_Set task_
Lay out every line of the records below as a numbered list, leaving out any blank lines.

_Supplied entries_

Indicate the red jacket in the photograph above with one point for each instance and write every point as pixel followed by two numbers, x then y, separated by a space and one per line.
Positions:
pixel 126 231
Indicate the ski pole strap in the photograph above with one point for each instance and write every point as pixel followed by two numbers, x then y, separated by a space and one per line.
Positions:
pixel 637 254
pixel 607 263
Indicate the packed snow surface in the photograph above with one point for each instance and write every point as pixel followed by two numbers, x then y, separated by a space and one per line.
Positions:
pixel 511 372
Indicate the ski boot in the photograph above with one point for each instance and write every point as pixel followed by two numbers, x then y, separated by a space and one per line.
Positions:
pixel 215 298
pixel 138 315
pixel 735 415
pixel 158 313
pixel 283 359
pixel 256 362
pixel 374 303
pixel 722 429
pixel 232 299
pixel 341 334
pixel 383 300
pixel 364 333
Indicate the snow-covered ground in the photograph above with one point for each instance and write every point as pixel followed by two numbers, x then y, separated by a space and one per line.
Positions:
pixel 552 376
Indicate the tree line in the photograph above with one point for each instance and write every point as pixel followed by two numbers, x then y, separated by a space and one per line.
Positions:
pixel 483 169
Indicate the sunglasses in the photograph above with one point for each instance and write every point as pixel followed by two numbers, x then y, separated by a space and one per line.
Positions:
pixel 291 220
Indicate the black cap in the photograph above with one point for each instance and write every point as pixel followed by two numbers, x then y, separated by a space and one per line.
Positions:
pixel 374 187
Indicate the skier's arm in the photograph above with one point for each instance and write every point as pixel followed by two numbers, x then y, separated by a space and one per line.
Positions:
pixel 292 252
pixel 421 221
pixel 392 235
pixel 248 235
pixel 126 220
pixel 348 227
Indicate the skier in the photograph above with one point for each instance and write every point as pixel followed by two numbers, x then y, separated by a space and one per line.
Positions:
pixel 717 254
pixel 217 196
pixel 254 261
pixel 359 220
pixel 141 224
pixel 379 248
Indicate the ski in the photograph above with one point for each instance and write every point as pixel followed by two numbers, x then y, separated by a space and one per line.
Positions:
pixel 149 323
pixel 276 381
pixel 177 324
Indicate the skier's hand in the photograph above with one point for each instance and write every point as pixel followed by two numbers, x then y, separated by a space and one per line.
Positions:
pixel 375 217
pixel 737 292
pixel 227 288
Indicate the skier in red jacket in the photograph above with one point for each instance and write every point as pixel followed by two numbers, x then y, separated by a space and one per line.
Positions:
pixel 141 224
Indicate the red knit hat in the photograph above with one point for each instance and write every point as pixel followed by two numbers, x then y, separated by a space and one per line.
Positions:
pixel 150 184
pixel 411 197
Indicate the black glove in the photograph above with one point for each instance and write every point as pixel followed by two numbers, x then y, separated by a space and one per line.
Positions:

_The answer_
1. Indicate the red jacket in the photograph above with one point for each instance and write every point as pixel followed by two numbers, x then y, separated by a space and one per line.
2. Positions:
3. pixel 126 231
4. Indicate the ski pole strap in the photograph above with one point for each instance and write every point as pixel followed by two numbers, x then y, separated by a space and one per line.
5. Positions:
6. pixel 637 254
7. pixel 607 263
8. Indicate the packed snow surface in the photograph above with one point for each instance and write every point as pixel followed by two numbers, x then y, separated by a space and one per line.
9. Positions:
10. pixel 511 372
11. Indicate the ski boot in the photograph above with one point for each instance and write every point as pixel followed by two numbers, x then y, separated by a space and one per line.
12. Positions:
13. pixel 215 298
14. pixel 138 315
15. pixel 735 415
16. pixel 158 313
17. pixel 283 359
18. pixel 256 362
19. pixel 374 303
20. pixel 722 429
21. pixel 232 299
22. pixel 341 334
23. pixel 383 300
24. pixel 364 333
25. Indicate the snow-covered ground in the photograph above with one point for each instance and write every point as pixel followed by two numbers, x then y, separated by a space and one per line.
26. Positions:
27. pixel 552 376
28. Indicate the tree line in the photograph above with one point for each instance and write every point as pixel followed by two numbers, x then y, separated by a space and one per line.
29. Positions:
30. pixel 483 169
31. Indicate the sunglasses in the photograph above with one point for each instance and write every point as pixel followed by two numbers, x then y, separated by a space and one per line.
32. Positions:
33. pixel 291 220
34. Indicate the black cap in the photograph above with one point for each instance and write every point as pixel followed by two numbers, x then y, separated by a space and one per line.
35. Positions:
36. pixel 374 187
37. Indicate the skier's arm in the photograph above with one point for each instance and write every point as pixel followed by two numbers, x then y, separated by a space and one per line.
38. Positions:
39. pixel 292 252
40. pixel 421 221
41. pixel 392 235
42. pixel 248 235
43. pixel 126 220
44. pixel 348 227
45. Indicate the skier in the photograph above with one point for each instance and write every point as pixel followed by two numbers, x then y, separated by a space and one per line.
46. Positions:
47. pixel 717 254
48. pixel 217 196
49. pixel 254 261
50. pixel 359 220
51. pixel 141 224
52. pixel 379 248
53. Indicate the ski in the photograph above with one point for each instance and write every point as pixel followed by two numbers, x then y, separated by a space and one per line.
54. Positions:
55. pixel 149 323
56. pixel 276 381
57. pixel 177 324
58. Indicate the skier's hand in the photograph above with one point for each instance and write every point as pixel followed by two numbers, x then y, separated by a space and one per line.
59. Positions:
60. pixel 375 217
61. pixel 737 292
62. pixel 227 288
63. Indicate the skier in red jacket in the photograph above with one point for each instance and write every point as pixel followed by two numbers, x then y, separated by a space and one per line.
64. Positions:
65. pixel 141 224
66. Indicate the red knit hat in the photograph above with one point for each instance and write every point as pixel followed by two numbers, x then y, separated by a space and one per line.
67. Positions:
68. pixel 150 184
69. pixel 411 197
70. Indicate the black glove in the photograph above with one point for each instance and write every point as pixel followed by two numbers, x then y, separated by a space and one per line.
71. Positions:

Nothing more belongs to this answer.